**Requirement**: Every entry in the data is to be written out exactly; no picture belongs in the copy.

(Stored data entries)
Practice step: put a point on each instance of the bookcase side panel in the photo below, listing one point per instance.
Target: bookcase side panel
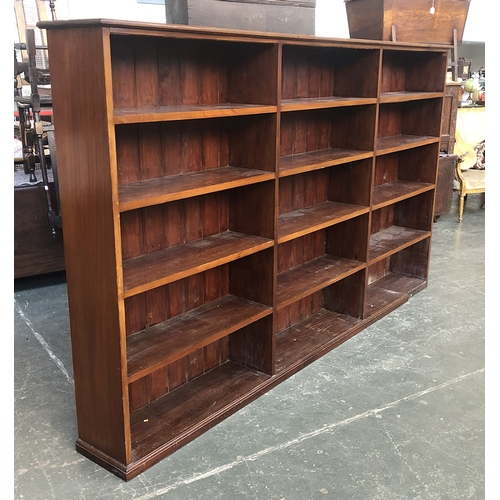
(87, 194)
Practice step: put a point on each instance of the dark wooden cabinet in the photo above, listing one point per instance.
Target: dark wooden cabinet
(224, 229)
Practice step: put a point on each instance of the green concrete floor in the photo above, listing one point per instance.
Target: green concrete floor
(397, 412)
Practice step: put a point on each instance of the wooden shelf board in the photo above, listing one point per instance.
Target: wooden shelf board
(188, 112)
(324, 102)
(312, 276)
(314, 160)
(405, 96)
(307, 220)
(175, 187)
(391, 291)
(391, 144)
(311, 338)
(192, 408)
(165, 266)
(393, 239)
(175, 338)
(392, 192)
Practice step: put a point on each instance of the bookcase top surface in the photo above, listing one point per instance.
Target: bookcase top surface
(223, 33)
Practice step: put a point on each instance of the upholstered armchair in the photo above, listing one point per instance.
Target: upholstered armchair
(470, 173)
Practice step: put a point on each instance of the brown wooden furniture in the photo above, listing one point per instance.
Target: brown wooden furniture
(281, 16)
(450, 108)
(470, 132)
(223, 230)
(407, 20)
(447, 160)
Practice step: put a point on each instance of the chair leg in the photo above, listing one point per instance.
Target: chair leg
(461, 200)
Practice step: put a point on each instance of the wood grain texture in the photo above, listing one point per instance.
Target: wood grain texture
(227, 229)
(87, 195)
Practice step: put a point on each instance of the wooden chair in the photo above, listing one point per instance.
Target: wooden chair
(469, 134)
(470, 180)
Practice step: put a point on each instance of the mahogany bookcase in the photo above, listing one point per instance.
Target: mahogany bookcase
(236, 204)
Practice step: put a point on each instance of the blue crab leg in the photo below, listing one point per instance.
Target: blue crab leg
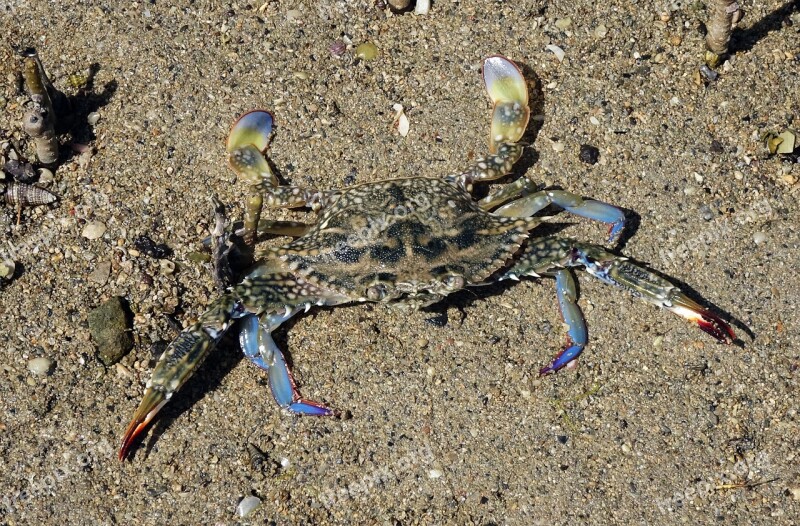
(259, 347)
(552, 255)
(572, 203)
(488, 168)
(266, 290)
(510, 113)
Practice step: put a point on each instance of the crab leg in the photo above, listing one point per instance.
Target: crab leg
(572, 203)
(266, 291)
(488, 168)
(510, 114)
(247, 140)
(179, 362)
(259, 347)
(553, 255)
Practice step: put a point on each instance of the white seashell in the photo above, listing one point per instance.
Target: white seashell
(401, 122)
(557, 51)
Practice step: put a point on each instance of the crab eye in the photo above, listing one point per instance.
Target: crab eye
(453, 282)
(376, 292)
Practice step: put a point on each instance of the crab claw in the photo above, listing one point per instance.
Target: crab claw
(252, 128)
(704, 318)
(509, 94)
(151, 404)
(247, 140)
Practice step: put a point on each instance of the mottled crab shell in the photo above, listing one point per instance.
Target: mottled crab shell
(412, 237)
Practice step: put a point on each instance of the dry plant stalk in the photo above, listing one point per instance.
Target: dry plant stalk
(720, 25)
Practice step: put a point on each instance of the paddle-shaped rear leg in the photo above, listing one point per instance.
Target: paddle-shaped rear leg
(257, 344)
(551, 256)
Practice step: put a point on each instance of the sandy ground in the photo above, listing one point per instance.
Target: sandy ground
(442, 425)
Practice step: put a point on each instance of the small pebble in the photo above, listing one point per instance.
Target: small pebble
(7, 269)
(337, 48)
(40, 366)
(247, 505)
(45, 176)
(100, 273)
(589, 154)
(563, 23)
(366, 51)
(94, 230)
(110, 328)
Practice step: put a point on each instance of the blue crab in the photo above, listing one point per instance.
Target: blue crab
(412, 241)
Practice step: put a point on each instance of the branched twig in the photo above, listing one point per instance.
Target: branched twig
(39, 120)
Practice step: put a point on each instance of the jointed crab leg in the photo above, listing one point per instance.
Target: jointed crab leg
(258, 345)
(572, 203)
(268, 292)
(247, 140)
(553, 255)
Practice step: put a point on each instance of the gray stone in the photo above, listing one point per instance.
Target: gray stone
(110, 330)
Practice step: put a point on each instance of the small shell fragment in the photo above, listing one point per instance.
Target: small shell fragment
(40, 366)
(366, 51)
(400, 120)
(94, 230)
(557, 51)
(247, 505)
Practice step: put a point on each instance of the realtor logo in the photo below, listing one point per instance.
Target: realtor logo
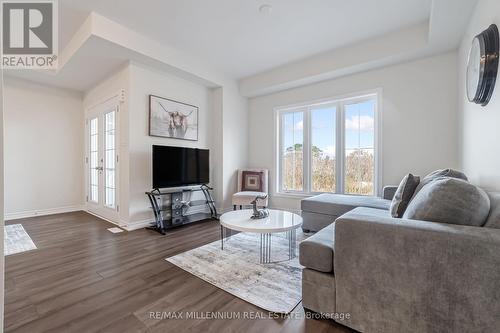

**Solution for this problem**:
Practice step: put a point on each instance of the bookcase side panel in the photo below, listing one point per instance.
Target: bookcase side panel
(87, 194)
Practice step: put a point on each instance of the dark wooden cabinet in the photo above, listing one point per instance.
Target: dark wooden cabinet
(224, 229)
Practice step: put a point on each instance of the green concrete floor in the photo above, listing one point per instance.
Target: green concrete floor
(397, 412)
Practice step: put a point on each instance of the wooden shelf board in the photo above, listing one point per instance.
Target: wooden shelf board
(188, 112)
(324, 102)
(312, 276)
(314, 160)
(405, 96)
(307, 220)
(175, 187)
(391, 291)
(391, 144)
(311, 338)
(192, 408)
(165, 266)
(393, 239)
(175, 338)
(392, 192)
Practice step: put a point on each instance of the bookcase top surface in the photo above, listing one point per instance.
Target: bookcase top surface
(223, 33)
Practice step: put a point on each instance of the upholstered armchair in the photo above, listing one point per instance.
Target: upholstered armchair
(470, 173)
Practice step: put a point on each instance of the brown wooden furniture in the photo above, listing one point per instance.
Target: brown wooden furniture
(281, 16)
(450, 108)
(470, 132)
(223, 230)
(407, 20)
(447, 160)
Practice step: put a point on each instance of the chair leg in the photo above, listing one point per instance.
Target: chair leg
(461, 200)
Practice step: put a point on each instance of the wood grain texture in the photo above, listing one point per instance.
Target: wood grain texture
(227, 229)
(87, 195)
Practice step: put a point on each instance of the wooden chair in the photo above, listing one point per instance.
Target: wooden chair
(469, 134)
(470, 180)
Practice step: put a point on each instance of the mahogany bookcase in the photo above, listing one point per instance.
Target: mahogany bookcase
(236, 204)
Practice step: put a point on each instance of the blue crab leg in the photo below, listing one point per instance.
Target: blue crab leg
(259, 347)
(552, 255)
(572, 203)
(488, 168)
(266, 290)
(510, 113)
Practice step: put a point on each instance of the crab leg in the photo above, listing one point per instance.
Target: crab leg
(572, 203)
(266, 291)
(488, 168)
(510, 114)
(247, 140)
(179, 362)
(259, 347)
(553, 255)
Practice step: put a point on each instance of the white seashell in the photo above, listing one point per instance.
Target: white seashell
(401, 122)
(557, 51)
Practice step: put a point on each instance of the crab eye in the photo above, listing one point per instance.
Target: crab eye
(453, 282)
(376, 292)
Practice step: put a point on each instance of the crab claw in the photo above, listing one point per instance.
Target: crab claw
(252, 128)
(704, 318)
(509, 94)
(151, 404)
(247, 140)
Practice step: put a point on each instance of the mottled crab shell in the photo above, listing one point per instance.
Target: mottled crab shell
(412, 237)
Practice step: put a point on each instance of the dry plant stalk in the photo above, listing one point per instance.
Target: dry plant stalk
(720, 25)
Practice step: put a point on each instance of the paddle-shaped rear leg in the photo above, listing one point per instance.
Target: paddle-shaped rear leg
(257, 344)
(551, 256)
Practice step: put a point on each instance of the sandy ground in the photo above, listing one point per instance.
Target: sandy ground
(442, 425)
Practice step: put a point on each instance of the small pebble in the photo above, listing one point per instance.
Target: small pebble
(7, 269)
(337, 48)
(40, 366)
(247, 505)
(45, 176)
(100, 273)
(589, 154)
(563, 23)
(366, 51)
(94, 230)
(110, 328)
Practice step: put a point on each instance of the blue crab in the photo above, listing one point per instance.
Target: blue crab
(412, 241)
Practice step: put a point on each instance of the branched twig in the photo above, listing one point per instance.
Target: branched twig
(39, 120)
Practice step: put a point on each instance of the jointed crab leg in the photo above, listing one point per instance.
Target: jointed crab leg
(258, 345)
(572, 203)
(268, 292)
(247, 140)
(553, 255)
Practice step: put a point on each instance of the gray stone in the photo above, listing one point per instance.
Target: gray stone
(110, 330)
Practice step: put a point on each instance of the small shell fragment in the photo above, listing one point per instance.
Target: small shell fragment
(40, 366)
(366, 51)
(400, 120)
(94, 230)
(557, 51)
(247, 505)
Practice step: put a point on each instance of the realtor logo in the photo below, listing one point per instance.
Target: realtor logo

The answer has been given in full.